YOUR OBJECTIVE
Print the data that follows exactly.

───── LISTING ─────

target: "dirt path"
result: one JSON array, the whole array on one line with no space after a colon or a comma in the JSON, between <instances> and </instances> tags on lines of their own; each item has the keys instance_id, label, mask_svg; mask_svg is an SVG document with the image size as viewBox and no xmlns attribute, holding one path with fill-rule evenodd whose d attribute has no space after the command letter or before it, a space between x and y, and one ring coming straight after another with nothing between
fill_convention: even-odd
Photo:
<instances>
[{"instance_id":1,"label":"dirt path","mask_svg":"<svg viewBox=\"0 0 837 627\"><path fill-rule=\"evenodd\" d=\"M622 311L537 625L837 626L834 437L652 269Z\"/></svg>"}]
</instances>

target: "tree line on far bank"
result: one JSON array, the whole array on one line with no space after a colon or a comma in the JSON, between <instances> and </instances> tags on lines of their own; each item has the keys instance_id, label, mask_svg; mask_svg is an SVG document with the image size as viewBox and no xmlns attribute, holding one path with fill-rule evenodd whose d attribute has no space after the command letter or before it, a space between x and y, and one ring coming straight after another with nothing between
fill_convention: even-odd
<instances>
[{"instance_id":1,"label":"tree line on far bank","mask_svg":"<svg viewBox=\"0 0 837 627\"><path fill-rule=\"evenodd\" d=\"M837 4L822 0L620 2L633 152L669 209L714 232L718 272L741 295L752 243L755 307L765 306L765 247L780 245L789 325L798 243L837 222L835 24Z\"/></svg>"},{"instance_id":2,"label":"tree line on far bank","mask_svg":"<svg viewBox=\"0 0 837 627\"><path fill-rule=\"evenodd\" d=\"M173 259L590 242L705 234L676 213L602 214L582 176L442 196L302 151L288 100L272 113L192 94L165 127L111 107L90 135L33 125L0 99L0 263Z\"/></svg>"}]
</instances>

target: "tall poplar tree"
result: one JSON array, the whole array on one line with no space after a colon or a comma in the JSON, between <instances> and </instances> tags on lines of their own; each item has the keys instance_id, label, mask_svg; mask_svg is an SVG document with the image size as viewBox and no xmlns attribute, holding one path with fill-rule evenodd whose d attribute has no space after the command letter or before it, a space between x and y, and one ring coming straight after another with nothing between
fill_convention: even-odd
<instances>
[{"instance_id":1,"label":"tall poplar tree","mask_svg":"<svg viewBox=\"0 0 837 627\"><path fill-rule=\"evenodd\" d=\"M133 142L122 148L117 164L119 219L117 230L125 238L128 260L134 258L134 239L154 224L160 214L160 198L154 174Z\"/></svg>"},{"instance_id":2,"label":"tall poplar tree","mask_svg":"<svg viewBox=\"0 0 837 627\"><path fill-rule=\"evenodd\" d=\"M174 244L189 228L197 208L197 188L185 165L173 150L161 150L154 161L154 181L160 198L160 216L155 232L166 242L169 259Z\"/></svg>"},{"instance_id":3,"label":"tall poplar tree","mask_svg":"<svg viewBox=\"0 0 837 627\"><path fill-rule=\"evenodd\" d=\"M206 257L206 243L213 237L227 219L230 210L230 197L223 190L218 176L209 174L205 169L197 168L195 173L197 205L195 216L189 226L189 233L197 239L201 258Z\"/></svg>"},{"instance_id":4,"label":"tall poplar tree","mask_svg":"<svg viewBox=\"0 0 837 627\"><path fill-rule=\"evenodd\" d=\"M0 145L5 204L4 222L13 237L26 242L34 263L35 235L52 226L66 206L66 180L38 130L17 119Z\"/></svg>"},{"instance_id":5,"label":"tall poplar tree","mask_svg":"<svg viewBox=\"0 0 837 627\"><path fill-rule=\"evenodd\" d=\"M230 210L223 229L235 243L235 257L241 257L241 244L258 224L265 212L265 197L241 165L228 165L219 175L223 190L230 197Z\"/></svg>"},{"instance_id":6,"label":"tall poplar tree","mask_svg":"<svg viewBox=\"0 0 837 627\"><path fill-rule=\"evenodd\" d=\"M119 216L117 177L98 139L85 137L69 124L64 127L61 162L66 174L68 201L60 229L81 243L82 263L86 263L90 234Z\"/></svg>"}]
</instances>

─────

TASK RESPONSE
target: "dirt path"
result: one JSON array, the whole array on one line with no space after a colon or a comma in the JSON, between <instances> and </instances> tags on lines of their own; each item has the keys instance_id, label, mask_svg; mask_svg is an SVG document with the image size as viewBox and no xmlns attribute, holding one path with fill-rule evenodd whose d attribute has no space after the command letter or before it, a space between x and y, and one ring coming straight after another with nothing between
fill_convention: even-odd
Photo:
<instances>
[{"instance_id":1,"label":"dirt path","mask_svg":"<svg viewBox=\"0 0 837 627\"><path fill-rule=\"evenodd\" d=\"M622 311L537 625L837 626L834 437L652 269Z\"/></svg>"}]
</instances>

target: "tree line on far bank"
result: one JSON array, the whole array on one line with no space after a colon or a comma in the JSON, between <instances> and </instances> tags on lines of their own; each item has the keys instance_id, label, mask_svg; mask_svg is an SVG document with the image size as viewBox and no xmlns attribute, holding one path with fill-rule evenodd whose d attribute has no space after the command letter or before it, a space between x and y, and one ring coming straight after another with nothing between
fill_convention: even-odd
<instances>
[{"instance_id":1,"label":"tree line on far bank","mask_svg":"<svg viewBox=\"0 0 837 627\"><path fill-rule=\"evenodd\" d=\"M837 4L822 0L620 2L633 152L669 209L714 232L718 272L741 295L752 243L755 307L765 306L765 247L780 245L789 325L798 243L837 222L835 24Z\"/></svg>"},{"instance_id":2,"label":"tree line on far bank","mask_svg":"<svg viewBox=\"0 0 837 627\"><path fill-rule=\"evenodd\" d=\"M173 259L590 242L705 234L676 213L602 214L582 176L442 196L302 151L288 100L272 113L192 94L165 127L111 107L90 135L33 125L0 99L0 263Z\"/></svg>"}]
</instances>

target: "tall poplar tree"
result: one JSON array, the whole array on one line with no space after a colon or a comma in the JSON, between <instances> and </instances> tags on lines of their own; each item has the keys instance_id, label, mask_svg; mask_svg is an SVG document with the image size as viewBox and no xmlns attribute, holding one path with fill-rule evenodd whose d attribute has no space after the command letter or before it, a space between x and y, and one ring coming straight after another with nothing between
fill_convention: even-odd
<instances>
[{"instance_id":1,"label":"tall poplar tree","mask_svg":"<svg viewBox=\"0 0 837 627\"><path fill-rule=\"evenodd\" d=\"M133 142L122 148L117 164L119 219L117 230L125 238L128 260L134 258L134 239L154 224L160 214L160 198L154 174Z\"/></svg>"},{"instance_id":2,"label":"tall poplar tree","mask_svg":"<svg viewBox=\"0 0 837 627\"><path fill-rule=\"evenodd\" d=\"M174 244L189 228L197 208L197 188L185 165L173 150L161 150L154 161L154 181L160 198L160 216L155 232L166 242L169 259Z\"/></svg>"},{"instance_id":3,"label":"tall poplar tree","mask_svg":"<svg viewBox=\"0 0 837 627\"><path fill-rule=\"evenodd\" d=\"M206 257L206 243L213 237L227 219L230 210L230 197L223 190L218 176L209 174L205 169L197 168L195 173L197 205L195 216L189 226L189 233L197 239L201 258Z\"/></svg>"},{"instance_id":4,"label":"tall poplar tree","mask_svg":"<svg viewBox=\"0 0 837 627\"><path fill-rule=\"evenodd\" d=\"M0 145L5 204L4 222L13 237L26 242L34 263L35 235L52 226L66 206L66 180L38 130L17 119Z\"/></svg>"},{"instance_id":5,"label":"tall poplar tree","mask_svg":"<svg viewBox=\"0 0 837 627\"><path fill-rule=\"evenodd\" d=\"M230 210L223 229L235 243L235 257L241 257L241 244L258 224L265 212L265 197L241 165L228 165L219 175L223 190L230 197Z\"/></svg>"},{"instance_id":6,"label":"tall poplar tree","mask_svg":"<svg viewBox=\"0 0 837 627\"><path fill-rule=\"evenodd\" d=\"M119 216L117 177L98 139L85 137L69 124L64 127L61 162L66 174L68 201L60 229L81 243L82 263L86 263L90 234Z\"/></svg>"}]
</instances>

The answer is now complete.